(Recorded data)
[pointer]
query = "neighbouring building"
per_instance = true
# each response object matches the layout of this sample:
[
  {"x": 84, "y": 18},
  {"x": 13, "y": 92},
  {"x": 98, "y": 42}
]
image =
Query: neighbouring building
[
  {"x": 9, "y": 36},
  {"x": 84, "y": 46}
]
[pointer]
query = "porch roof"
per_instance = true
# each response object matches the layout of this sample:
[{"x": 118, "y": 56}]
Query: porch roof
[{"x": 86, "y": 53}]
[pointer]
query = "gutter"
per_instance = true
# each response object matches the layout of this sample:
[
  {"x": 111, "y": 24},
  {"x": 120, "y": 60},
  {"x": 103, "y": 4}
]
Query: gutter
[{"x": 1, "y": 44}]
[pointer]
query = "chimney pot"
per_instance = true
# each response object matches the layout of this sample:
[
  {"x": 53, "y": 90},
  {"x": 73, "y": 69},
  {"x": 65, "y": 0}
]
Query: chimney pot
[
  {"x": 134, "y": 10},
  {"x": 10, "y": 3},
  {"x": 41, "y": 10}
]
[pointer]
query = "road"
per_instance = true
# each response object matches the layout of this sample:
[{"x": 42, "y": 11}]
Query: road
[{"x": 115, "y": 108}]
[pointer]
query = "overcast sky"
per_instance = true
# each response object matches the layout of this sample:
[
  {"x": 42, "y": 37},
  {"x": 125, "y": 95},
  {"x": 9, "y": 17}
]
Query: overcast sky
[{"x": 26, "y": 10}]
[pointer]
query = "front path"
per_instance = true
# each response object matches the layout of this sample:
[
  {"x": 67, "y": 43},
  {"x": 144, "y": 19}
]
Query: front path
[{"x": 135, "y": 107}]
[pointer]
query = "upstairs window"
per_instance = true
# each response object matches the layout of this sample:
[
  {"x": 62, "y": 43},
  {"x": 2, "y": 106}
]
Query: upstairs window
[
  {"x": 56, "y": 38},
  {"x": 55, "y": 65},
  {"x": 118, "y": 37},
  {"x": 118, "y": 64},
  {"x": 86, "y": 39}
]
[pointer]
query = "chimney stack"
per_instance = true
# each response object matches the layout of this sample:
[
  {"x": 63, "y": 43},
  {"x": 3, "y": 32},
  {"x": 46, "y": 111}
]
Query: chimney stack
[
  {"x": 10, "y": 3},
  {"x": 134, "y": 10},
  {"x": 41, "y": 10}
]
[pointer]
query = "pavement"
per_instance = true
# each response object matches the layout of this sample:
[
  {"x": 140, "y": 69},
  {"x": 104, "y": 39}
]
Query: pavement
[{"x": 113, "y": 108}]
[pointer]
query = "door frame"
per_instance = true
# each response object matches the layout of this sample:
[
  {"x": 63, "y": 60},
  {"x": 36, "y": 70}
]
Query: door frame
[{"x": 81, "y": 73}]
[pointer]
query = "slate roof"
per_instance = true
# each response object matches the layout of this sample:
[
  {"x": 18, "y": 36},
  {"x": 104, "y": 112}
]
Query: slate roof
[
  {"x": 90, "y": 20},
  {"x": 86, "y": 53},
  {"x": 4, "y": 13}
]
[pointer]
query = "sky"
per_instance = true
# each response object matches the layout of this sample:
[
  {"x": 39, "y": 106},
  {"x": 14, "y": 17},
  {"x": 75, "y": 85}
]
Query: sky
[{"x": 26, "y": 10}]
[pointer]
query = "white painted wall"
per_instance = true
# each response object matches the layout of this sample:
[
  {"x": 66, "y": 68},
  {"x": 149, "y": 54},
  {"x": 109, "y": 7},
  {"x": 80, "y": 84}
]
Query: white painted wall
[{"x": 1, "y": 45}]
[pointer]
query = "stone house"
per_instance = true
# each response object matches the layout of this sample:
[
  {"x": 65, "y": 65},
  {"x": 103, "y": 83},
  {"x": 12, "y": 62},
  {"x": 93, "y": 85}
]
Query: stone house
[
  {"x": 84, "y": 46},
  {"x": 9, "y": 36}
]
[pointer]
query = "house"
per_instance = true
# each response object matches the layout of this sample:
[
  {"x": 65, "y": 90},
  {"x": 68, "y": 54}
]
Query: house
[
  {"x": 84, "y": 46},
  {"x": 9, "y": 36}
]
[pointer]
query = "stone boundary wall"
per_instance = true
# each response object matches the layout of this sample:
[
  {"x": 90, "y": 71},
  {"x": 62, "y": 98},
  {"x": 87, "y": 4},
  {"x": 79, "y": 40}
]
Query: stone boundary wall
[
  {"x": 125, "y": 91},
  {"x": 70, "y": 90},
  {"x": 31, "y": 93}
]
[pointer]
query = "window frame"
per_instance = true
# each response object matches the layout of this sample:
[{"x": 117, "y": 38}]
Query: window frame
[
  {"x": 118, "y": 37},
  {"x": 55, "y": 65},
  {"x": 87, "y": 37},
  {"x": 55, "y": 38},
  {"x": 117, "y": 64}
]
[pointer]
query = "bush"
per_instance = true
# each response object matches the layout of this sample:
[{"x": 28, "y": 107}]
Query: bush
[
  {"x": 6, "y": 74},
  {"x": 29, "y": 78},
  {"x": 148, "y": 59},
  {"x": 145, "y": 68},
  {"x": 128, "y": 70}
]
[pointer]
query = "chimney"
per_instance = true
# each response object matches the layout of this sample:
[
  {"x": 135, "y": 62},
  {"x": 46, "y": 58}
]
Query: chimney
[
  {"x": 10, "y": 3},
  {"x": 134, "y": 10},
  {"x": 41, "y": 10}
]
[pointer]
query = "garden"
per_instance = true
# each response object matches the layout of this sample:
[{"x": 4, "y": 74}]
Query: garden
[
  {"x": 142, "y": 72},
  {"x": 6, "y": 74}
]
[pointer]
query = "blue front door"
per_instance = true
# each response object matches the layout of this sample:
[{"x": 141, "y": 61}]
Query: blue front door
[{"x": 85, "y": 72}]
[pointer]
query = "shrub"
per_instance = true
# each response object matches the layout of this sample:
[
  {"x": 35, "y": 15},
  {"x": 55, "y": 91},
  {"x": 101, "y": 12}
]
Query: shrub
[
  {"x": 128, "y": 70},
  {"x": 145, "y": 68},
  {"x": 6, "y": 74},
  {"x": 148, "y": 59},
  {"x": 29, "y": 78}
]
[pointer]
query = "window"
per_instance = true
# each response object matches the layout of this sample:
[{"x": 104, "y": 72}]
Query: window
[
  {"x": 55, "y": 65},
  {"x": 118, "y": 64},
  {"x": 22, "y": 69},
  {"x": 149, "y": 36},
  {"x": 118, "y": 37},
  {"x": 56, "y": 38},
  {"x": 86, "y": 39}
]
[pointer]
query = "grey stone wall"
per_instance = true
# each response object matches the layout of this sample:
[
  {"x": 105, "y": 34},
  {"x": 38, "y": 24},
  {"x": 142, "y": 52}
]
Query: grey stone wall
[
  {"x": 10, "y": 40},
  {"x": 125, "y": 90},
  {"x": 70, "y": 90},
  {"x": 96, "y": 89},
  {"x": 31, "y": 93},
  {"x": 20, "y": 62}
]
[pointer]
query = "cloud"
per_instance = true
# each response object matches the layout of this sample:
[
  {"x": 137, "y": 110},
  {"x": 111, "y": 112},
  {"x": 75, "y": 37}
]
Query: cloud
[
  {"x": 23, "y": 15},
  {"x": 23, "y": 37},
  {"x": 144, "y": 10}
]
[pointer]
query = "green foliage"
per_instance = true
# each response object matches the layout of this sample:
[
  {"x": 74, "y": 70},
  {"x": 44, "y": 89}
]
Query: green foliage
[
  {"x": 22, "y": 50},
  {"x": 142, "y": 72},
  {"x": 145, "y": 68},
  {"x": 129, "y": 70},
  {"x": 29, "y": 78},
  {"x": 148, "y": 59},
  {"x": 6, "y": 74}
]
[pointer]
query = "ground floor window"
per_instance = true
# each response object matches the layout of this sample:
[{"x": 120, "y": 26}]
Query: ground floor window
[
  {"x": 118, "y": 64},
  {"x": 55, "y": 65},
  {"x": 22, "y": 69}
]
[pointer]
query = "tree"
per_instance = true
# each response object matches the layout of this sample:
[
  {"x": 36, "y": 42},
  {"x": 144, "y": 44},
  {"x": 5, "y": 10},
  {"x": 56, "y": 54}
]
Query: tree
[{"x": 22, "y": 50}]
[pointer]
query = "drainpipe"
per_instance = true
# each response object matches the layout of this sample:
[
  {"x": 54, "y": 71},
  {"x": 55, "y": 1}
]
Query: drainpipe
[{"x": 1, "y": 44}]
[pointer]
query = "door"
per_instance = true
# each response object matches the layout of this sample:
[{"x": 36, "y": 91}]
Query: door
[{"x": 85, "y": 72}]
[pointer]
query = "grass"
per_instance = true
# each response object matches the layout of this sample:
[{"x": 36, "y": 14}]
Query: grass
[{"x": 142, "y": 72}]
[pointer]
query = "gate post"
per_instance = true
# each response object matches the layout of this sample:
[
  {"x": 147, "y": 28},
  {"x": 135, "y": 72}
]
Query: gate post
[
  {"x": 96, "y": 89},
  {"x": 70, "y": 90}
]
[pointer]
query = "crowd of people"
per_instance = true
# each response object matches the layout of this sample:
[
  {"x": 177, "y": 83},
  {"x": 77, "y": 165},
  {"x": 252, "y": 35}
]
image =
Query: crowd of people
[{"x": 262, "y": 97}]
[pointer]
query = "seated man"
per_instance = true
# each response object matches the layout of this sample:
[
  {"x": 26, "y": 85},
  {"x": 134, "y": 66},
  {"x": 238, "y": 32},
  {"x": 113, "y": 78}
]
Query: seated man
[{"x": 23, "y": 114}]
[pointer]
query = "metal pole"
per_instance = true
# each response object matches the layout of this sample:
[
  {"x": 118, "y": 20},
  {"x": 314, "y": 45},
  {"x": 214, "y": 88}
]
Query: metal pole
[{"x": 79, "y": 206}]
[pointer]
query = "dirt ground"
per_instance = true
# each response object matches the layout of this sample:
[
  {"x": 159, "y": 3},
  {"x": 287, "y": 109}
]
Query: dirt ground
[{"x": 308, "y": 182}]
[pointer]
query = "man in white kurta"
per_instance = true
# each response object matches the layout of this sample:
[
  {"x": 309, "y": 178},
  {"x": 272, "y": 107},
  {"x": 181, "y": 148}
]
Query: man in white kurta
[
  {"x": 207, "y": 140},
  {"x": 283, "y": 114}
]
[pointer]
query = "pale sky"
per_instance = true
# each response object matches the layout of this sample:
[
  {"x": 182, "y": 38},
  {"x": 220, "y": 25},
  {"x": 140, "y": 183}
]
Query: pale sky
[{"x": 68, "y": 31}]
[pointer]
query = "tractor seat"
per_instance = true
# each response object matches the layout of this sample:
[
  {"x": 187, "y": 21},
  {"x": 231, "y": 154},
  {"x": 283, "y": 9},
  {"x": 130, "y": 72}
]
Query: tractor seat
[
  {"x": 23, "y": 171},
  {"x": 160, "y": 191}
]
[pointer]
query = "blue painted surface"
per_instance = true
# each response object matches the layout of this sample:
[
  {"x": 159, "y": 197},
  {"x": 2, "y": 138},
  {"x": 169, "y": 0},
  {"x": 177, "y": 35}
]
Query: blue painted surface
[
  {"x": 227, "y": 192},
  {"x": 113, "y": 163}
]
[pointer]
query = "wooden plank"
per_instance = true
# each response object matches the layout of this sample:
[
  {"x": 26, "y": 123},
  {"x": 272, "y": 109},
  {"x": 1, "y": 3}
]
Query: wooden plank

Exercise requirements
Write only the number of lines in the records that include the word "plank".

Answer to this task
2